Four slices of Pepperidge Farm white bread fried in an entire stick of butter in an electric frying pan: Phish. Saturday TV, the udder ball, the clearing behind the school you went to in fourth grade. The way that recesses there could be science fictional. The way that, after hours of passive entertainment, once the executive function of the brain is lulled into silence, the magic starts to happen, characters within the medium begin speaking to you, directly into your brain, showing you the places where you feel the most like yourself: Phish.

--*--

Problems and tasks
1/ From the Phish passage, list the three things named in the sentence beginning "Saturday TV."
2/ Answer these from the Phish passage:
(a) How many slices of bread are fried in butter?
(b) In which grade did you go to the school with the clearing behind it?
(c) What do the characters within the medium show you?

Material supplied
--*--

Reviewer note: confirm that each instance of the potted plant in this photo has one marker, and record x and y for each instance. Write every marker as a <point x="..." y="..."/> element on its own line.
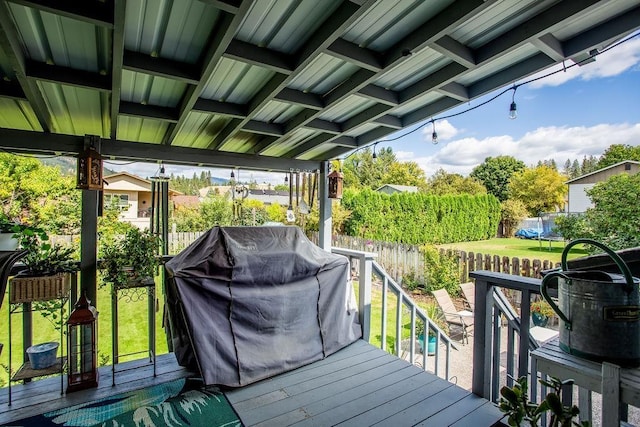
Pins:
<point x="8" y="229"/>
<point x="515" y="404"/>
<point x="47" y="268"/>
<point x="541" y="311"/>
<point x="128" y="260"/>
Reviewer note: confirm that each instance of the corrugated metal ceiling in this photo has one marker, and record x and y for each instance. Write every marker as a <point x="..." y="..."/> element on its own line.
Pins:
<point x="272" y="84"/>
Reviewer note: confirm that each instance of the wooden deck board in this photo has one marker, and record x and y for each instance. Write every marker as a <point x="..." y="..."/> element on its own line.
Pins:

--*--

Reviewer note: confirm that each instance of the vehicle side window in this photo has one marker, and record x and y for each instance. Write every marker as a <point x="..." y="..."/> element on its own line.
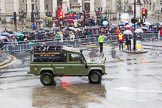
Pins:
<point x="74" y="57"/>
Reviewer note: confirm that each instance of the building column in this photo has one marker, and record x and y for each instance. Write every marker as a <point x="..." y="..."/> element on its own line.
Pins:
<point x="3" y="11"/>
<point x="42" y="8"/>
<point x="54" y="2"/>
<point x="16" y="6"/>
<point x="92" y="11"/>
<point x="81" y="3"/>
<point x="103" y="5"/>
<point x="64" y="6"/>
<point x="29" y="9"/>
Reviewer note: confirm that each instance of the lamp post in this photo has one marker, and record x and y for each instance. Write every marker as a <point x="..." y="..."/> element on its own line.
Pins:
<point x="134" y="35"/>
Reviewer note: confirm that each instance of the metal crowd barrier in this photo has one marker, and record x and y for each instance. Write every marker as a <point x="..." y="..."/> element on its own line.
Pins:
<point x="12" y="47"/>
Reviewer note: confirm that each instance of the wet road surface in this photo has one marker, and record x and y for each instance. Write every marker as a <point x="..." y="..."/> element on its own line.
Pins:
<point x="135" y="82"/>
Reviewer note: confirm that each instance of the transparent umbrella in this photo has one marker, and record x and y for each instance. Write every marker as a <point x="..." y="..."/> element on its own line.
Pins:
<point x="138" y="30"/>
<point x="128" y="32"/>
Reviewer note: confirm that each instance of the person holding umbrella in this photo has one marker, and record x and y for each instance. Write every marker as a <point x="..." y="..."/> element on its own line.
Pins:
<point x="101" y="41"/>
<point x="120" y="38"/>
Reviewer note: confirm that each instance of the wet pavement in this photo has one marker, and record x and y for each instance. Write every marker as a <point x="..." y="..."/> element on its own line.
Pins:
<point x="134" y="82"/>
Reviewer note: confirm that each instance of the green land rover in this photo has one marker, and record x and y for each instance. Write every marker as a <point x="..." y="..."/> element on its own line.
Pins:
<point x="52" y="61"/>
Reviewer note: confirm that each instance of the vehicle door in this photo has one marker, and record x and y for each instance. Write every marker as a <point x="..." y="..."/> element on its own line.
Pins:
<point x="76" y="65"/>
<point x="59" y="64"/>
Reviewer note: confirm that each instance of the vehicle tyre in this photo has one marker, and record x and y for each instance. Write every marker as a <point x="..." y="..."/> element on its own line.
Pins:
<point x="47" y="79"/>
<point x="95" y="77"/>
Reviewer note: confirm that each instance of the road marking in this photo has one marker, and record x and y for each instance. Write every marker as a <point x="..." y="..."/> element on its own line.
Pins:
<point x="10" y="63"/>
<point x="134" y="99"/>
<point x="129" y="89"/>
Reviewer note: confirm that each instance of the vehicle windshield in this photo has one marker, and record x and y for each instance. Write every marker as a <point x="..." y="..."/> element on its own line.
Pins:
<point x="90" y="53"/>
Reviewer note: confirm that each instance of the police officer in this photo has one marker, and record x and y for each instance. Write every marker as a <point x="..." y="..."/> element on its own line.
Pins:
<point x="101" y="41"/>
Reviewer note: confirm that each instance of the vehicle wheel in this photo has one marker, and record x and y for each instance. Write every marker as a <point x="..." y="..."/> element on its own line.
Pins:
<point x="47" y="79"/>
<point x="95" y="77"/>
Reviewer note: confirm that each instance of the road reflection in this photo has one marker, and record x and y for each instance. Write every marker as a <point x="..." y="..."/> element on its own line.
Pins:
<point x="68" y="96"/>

--*--

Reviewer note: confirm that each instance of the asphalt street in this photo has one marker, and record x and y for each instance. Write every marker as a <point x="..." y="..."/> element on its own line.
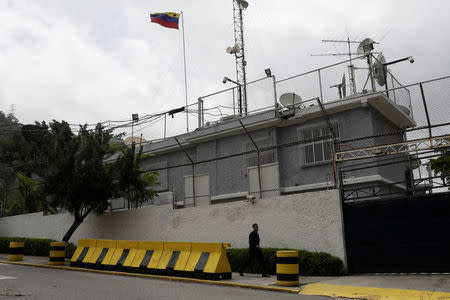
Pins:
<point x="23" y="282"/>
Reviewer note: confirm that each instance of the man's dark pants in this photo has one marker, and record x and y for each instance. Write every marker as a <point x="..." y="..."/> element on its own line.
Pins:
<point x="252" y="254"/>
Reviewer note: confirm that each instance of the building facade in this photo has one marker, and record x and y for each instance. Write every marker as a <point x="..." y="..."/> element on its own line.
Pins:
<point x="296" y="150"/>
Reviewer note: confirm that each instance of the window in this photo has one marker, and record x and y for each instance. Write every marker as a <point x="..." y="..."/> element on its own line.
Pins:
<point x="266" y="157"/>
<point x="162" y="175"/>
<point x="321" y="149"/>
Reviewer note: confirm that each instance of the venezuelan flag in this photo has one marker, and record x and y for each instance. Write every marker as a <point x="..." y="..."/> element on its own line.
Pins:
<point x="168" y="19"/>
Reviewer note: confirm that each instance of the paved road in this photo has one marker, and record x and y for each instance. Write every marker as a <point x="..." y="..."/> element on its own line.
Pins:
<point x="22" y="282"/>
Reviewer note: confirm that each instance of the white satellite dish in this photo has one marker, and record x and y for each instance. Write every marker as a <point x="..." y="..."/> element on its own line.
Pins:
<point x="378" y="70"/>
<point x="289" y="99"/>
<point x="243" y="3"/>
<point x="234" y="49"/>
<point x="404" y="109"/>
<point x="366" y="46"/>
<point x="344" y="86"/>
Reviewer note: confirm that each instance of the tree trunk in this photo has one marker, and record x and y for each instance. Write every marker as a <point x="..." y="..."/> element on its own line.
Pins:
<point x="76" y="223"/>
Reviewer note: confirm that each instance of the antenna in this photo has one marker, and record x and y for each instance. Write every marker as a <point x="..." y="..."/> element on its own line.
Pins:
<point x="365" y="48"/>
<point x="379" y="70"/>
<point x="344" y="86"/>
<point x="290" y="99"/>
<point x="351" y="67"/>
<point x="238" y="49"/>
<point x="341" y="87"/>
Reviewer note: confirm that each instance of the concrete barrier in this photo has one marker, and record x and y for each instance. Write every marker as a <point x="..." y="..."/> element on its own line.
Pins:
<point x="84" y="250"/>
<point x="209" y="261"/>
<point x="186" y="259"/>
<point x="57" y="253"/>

--*--

Responses by task
1/
Saturday TV
the udder ball
the clearing behind the school you went to in fourth grade

2/
(a) Four
(b) Fourth grade
(c) The places where you feel the most like yourself